%%

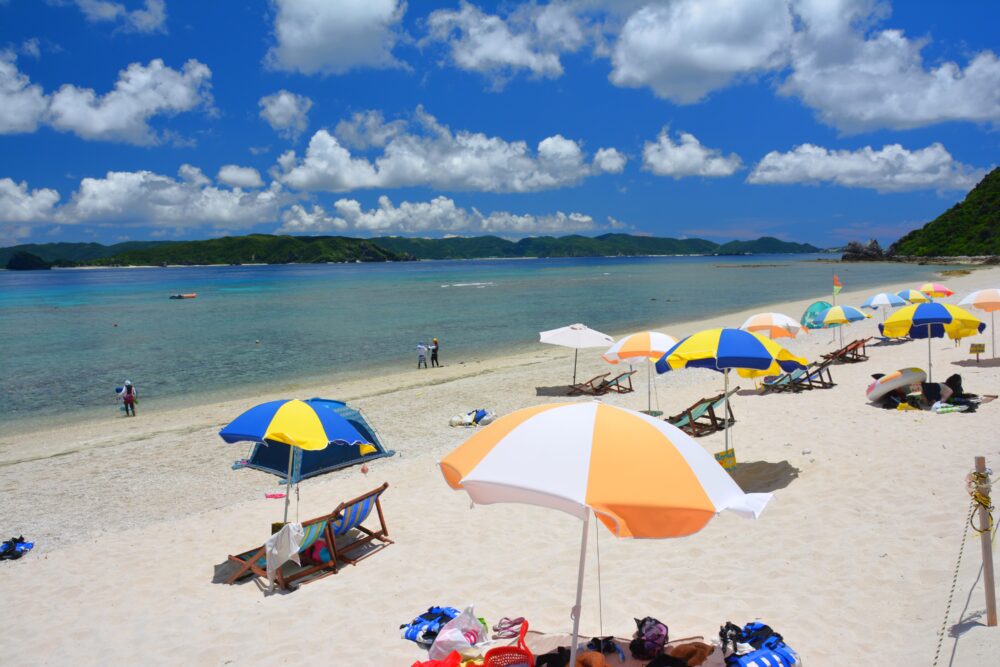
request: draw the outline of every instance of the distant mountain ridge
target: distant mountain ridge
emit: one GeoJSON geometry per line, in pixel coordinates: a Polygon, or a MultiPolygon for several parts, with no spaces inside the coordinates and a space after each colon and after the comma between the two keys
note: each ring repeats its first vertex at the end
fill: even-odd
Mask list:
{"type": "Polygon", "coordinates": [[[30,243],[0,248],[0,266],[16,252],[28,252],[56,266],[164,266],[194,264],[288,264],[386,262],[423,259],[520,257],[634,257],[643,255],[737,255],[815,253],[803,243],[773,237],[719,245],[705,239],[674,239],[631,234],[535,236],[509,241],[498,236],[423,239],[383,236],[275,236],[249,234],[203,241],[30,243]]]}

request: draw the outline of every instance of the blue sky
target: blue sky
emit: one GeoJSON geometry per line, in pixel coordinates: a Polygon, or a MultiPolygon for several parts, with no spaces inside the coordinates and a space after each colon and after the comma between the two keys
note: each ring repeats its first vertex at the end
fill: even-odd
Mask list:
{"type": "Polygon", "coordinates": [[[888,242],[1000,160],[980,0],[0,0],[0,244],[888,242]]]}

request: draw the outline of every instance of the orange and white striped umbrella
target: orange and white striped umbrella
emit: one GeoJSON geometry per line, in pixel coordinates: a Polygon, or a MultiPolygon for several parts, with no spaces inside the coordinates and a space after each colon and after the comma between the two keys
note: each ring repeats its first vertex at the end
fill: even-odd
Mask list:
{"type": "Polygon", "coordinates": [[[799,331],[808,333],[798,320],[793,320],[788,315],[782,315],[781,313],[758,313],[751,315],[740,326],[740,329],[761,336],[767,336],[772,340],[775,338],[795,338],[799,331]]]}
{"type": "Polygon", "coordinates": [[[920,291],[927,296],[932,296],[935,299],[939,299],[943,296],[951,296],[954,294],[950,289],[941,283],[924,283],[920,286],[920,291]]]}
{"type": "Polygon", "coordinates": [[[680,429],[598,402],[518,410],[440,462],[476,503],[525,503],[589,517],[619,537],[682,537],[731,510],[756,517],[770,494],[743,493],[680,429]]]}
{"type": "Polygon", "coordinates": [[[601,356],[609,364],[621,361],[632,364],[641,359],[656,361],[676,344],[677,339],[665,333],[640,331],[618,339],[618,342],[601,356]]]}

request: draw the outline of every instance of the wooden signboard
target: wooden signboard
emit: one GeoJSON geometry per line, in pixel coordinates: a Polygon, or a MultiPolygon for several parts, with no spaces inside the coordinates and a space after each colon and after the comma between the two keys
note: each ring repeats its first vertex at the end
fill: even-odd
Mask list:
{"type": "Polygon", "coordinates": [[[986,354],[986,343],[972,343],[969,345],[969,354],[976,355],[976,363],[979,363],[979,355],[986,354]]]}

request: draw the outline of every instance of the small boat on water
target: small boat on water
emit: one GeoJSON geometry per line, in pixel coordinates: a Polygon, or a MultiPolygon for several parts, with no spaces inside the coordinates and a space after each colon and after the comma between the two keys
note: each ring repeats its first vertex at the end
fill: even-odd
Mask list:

%%

ASSIGNMENT: From the material above, return every line that contains "umbrella".

SOLVED PROBLEM:
request: draw the outline of every instance of the orange and white striped umbrella
target: orange and white striped umbrella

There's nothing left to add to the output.